A word-for-word copy of the listing is what's needed; leave out every image.
◆ ◆ ◆ ◆
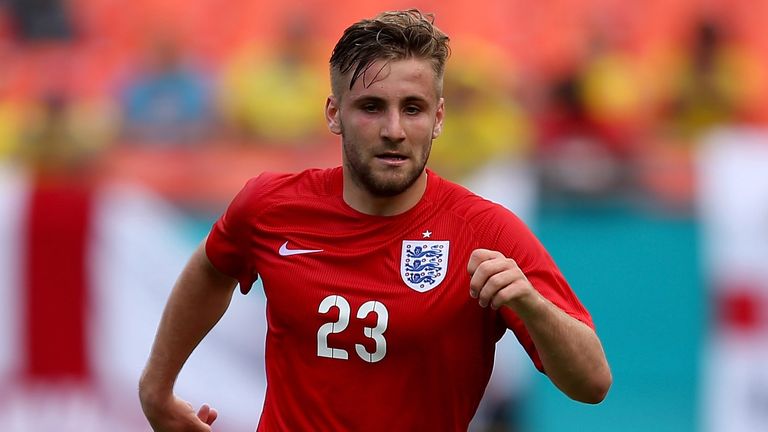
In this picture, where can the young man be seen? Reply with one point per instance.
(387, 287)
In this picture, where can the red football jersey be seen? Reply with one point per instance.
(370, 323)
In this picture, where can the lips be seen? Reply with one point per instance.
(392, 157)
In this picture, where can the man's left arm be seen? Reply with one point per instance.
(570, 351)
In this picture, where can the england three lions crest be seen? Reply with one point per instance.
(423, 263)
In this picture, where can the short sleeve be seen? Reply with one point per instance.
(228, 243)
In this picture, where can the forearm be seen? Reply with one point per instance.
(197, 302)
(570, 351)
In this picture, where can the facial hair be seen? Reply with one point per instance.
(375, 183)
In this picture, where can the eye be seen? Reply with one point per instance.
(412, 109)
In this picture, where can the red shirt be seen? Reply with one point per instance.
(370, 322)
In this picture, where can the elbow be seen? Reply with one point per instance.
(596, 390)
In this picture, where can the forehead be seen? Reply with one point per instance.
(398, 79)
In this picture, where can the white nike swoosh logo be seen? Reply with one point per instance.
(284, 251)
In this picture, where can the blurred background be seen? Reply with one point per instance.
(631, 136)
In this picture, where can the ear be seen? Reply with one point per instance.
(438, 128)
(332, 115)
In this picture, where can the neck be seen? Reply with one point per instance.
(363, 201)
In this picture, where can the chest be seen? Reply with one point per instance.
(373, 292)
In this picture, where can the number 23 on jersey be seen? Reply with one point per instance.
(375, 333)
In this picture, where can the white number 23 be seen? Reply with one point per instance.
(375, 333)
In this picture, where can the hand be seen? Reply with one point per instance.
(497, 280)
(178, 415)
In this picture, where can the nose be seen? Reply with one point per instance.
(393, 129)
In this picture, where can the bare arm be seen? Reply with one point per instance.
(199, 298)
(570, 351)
◆ ◆ ◆ ◆
■ Response box ■
In this picture, where can the young man be seen? Reply with one point per instance.
(387, 287)
In this picture, where can the red football jersey be seen? Reply with one point per instance.
(370, 323)
In this picture, where can the lips be seen? Reply with one point per instance.
(392, 157)
In this picture, where can the man's left arm be seen? Reply with one point per instance.
(570, 351)
In this picture, where can the england three lions crest be seen? Reply with one point per instance.
(423, 263)
In this picture, where can the short sleeve be seen? Reply with one point per instance.
(228, 243)
In this picture, where can the forearm be seen? Reply with one point per instance.
(197, 302)
(570, 351)
In this picture, where can the facial hair be seen? Reply with one point per instance.
(375, 183)
In this picture, where can the eye be seen? Reply with one point per instance.
(412, 109)
In this picture, where can the red shirt be seen? Reply with one point per instance.
(370, 322)
In this picture, where can the elbow be seen? Reply with one point per instance.
(596, 390)
In this picture, where can the forehead be seen? Reply with one point per instance.
(398, 79)
In this picture, where can the white nike swoosh logo be seen? Reply with one point per instance.
(284, 251)
In this picture, where can the blurred background be seen? Reply with one point per instance.
(631, 136)
In this picture, where can the ear be seen? Reply with one point per instance.
(438, 128)
(332, 115)
In this picture, where can the neck be seen? Reply with one point per instance.
(363, 201)
In this picture, where can the chest be seen? Reply with one point per instance.
(373, 292)
In this picture, where can the number 23 on jersey be seen? Reply with one point per instance.
(375, 333)
In this picture, where can the white number 23 be seen? Reply with one point per instance.
(375, 333)
In this picture, where can the hand be seen? Reply with one point per instance.
(497, 280)
(178, 415)
In this picture, where can the nose be seen? Reply with one point per instance.
(393, 129)
In this picture, where can the bare arm be seen? Reply with one point per instance.
(199, 298)
(570, 351)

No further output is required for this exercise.